Compito a
Raccogli tutte le righe delle voci in cui compare la parola "tree".

Testo citato
◆ ◆ ◆ ◆ ◆
Dio consegna l'uomo alle sue proprie capacità decisionali nel realizzare buoni consigli; senza abbandonarlo nei momenti di smarrimento, egli è presente con interventi salutari in situazioni precarie, rischiose, compromesse.

Conviene dunque concepire l'azione della Provvidenza in termini di cooperazione, più che di rivalità. Fin dall'antichità, filosofi e teologi, pur riferendosi a credenze assai diverse, quando hanno attribuito a Dio una provvidenza, l'hanno sempre paragonata alla prudenza umana. Osiamo dire che dal pensiero sorto dai convincimenti biblici, provvidenza divina e prudenza umana si associano per alleanza, in modo che la creazione si trasformi in storia della salvezza.


2. Conviene prendere moglie, sciegliendola a sorteggio?

I moralisti non hanno mancato di mettere in risalto la leggerezza con la quale molti uomini scelgono il loro stato di vita o il loro mestiere.

"Cosa tanto vana e futile è l'umana prudenza! E attraverso tutti i nostri progetti, i nostri consigli, le nostre precauzioni, la fortuna mantiene sempre il suo possesso degli eventi" 15.

"Tacco di scarpa. Oh, come è ben tornito! Ecco un bravo operaio! Quanto è ardimentoso quel soldato!" Ecco l'origine delle nostre inclinazioni e della scelta delle condizioni di vita 16.

"La cosa più importante in tutta la vita è la scelta del mestiere: il caso ne dispone. La consuetudine fa i muratori, i soldati, i conciatetti" 17.

Certo, non è il caso di accusare Johannes Kepler di precipitazione e avventatezza nelle sue decisioni. Si era lungamente preparato nel Seminario luterano di Tubinga ad abbracciare la carriera di astronomo (1589 - 1594). In una lettera indirizzata ad un confidente, Kepler espone la sua lunga deliberazione in vista di discernere, tra undici candidate, quale sarà la sua eletta, per prenderla come moglie in seconde nozze.

Il primo matrimonio con la vedova Barbara Mueller, figlia di un ricco mugnaio, era stato infelice. Quando si sposarono nel 1597, egli aveva 26 anni.

Presto delusa nelle ambizioni di entrare a far parte del mondo di Corte, la moglie non aveva tardate ad accorgersi che la protezione dell'Imperatore Rodolfo II di Asburgo non garantiva né favori onorifici, né prestigio mondano, né grossi vantaggi economici.

Sopraffata da un temperamento depressivo si ammalò. La coppia aveva avuto cinque figli, due dei quali deceduti in tenera età. Nel 1611, alla morte di un terzo figlio, la moglie di Kepler impazzì e poco dopo morì.

Quarantanovenne, con un figlio e una figlia a carico, Johannes si diede alla ricerca di una seconda moglie. Finirà per sposare la quinta delle undici candidate, Susanne Reuttinger, una ragazza orfana di ventiquattro anni, alla fine dell'ottobre 1612, a Eferding presso Ratisbona.
◆ ◆ ◆ ◆ ◆
Voci dell'esercizio
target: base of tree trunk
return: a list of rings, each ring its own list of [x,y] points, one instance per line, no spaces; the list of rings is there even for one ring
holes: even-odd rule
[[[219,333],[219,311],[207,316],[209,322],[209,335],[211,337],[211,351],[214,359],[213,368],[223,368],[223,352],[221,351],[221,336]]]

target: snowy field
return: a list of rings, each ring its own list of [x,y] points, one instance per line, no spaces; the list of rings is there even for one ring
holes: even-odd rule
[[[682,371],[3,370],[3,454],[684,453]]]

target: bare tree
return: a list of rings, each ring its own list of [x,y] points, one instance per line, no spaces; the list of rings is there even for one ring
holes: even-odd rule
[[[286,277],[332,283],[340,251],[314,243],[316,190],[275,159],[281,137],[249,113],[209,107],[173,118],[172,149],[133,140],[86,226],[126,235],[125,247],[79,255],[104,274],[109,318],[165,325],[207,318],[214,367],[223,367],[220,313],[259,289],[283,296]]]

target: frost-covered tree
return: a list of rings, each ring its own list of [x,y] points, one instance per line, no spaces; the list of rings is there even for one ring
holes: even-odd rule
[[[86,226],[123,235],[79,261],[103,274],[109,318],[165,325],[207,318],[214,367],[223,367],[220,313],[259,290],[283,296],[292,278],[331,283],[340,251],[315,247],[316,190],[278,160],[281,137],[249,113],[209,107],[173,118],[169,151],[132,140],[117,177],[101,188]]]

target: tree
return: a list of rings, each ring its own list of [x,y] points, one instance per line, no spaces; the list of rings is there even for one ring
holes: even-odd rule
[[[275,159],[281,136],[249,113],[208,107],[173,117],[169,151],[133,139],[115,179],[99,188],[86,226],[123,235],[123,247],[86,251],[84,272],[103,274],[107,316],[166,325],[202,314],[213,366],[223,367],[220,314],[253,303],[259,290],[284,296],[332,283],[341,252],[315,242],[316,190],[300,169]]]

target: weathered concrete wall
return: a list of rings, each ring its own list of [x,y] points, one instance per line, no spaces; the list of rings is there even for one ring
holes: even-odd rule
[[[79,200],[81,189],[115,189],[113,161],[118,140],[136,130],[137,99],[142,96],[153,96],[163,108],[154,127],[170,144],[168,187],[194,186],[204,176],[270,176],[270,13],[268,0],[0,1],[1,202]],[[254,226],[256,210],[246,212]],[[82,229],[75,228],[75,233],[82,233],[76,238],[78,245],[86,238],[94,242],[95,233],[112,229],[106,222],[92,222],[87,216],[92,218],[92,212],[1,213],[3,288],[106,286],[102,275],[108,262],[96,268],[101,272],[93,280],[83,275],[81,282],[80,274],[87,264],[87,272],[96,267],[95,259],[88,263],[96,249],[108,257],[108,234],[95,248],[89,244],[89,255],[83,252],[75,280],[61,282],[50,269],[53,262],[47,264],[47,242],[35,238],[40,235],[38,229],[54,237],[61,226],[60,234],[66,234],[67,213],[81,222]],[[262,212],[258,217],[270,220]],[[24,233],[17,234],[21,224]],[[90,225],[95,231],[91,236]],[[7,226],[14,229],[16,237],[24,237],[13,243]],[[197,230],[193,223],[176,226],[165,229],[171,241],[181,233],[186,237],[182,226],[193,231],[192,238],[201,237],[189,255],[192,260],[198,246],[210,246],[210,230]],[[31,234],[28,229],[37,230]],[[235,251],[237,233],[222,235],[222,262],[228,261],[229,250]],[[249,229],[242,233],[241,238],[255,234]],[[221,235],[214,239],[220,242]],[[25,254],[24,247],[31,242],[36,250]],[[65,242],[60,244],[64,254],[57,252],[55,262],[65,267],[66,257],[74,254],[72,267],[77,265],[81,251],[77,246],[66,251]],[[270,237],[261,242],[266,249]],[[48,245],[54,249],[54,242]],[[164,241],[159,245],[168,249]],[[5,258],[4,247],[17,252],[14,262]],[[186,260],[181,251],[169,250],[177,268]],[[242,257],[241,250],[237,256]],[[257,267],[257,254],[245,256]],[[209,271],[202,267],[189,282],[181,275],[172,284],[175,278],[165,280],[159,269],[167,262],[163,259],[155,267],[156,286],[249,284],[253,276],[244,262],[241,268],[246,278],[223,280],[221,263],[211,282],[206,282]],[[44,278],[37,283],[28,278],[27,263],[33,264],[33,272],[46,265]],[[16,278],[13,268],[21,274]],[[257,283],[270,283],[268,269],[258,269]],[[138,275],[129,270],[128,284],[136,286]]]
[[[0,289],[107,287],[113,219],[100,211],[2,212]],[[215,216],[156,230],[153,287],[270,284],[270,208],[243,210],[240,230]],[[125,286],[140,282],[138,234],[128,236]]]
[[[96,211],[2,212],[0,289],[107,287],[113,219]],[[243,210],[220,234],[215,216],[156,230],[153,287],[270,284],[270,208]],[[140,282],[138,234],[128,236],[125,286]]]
◆ ◆ ◆ ◆ ◆
Compito b
Riproduci parola per parola il testo citato, da "Sopraffata da un" fino a "poco dopo morì." incluso.

Risultato finale a
target: base of tree trunk
target: bare tree
target: frost-covered tree
target: tree

Risultato finale b
Sopraffata da un temperamento depressivo si ammalò. La coppia aveva avuto cinque figli, due dei quali deceduti in tenera età. Nel 1611, alla morte di un terzo figlio, la moglie di Kepler impazzì e poco dopo morì.